How many of the lines below contain the string "black"? Reply with the number only.

START MATERIAL SHOWN

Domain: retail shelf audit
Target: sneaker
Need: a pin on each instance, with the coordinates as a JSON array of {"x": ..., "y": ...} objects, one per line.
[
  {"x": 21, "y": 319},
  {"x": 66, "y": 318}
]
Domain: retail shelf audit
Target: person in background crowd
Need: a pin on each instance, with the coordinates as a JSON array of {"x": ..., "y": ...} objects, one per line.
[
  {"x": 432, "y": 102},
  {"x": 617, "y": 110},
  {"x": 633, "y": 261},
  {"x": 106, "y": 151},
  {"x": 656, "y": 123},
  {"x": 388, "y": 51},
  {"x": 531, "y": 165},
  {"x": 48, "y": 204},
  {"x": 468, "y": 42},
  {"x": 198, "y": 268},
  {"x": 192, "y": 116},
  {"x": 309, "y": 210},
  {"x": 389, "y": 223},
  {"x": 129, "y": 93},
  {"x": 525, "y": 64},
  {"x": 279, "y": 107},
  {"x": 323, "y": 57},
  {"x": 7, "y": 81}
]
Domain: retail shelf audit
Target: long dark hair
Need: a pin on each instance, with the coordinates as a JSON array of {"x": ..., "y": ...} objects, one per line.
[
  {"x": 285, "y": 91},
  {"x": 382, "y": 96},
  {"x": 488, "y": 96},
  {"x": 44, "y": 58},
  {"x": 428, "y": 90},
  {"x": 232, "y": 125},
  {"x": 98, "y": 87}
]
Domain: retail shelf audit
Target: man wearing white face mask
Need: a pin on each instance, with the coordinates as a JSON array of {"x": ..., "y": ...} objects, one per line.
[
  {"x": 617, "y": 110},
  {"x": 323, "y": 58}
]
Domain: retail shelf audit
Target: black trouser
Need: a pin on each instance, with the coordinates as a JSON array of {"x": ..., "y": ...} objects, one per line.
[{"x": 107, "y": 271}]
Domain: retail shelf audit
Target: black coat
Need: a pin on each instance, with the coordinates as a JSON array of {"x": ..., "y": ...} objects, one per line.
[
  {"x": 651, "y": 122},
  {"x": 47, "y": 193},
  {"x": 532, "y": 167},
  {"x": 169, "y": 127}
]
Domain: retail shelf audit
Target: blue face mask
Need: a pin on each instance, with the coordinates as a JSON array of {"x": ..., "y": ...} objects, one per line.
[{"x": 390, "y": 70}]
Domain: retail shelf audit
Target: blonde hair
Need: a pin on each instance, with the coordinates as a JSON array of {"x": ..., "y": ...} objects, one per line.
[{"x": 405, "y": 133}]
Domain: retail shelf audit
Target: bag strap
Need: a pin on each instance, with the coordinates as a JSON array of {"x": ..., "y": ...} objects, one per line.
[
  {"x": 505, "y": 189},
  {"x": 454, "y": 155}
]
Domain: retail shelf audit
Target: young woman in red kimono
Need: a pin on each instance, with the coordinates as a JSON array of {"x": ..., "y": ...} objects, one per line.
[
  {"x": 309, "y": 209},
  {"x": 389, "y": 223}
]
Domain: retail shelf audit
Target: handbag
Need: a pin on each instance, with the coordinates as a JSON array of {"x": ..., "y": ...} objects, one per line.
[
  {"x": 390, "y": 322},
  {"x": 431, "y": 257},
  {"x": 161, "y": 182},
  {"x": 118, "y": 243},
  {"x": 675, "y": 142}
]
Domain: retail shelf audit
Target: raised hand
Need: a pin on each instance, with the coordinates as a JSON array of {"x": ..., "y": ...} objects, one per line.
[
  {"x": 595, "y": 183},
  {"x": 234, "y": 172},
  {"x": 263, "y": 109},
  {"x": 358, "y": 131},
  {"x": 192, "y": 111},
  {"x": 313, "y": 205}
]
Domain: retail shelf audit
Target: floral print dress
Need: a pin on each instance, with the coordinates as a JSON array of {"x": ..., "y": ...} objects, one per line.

END MATERIAL SHOWN

## [FINAL RESULT]
2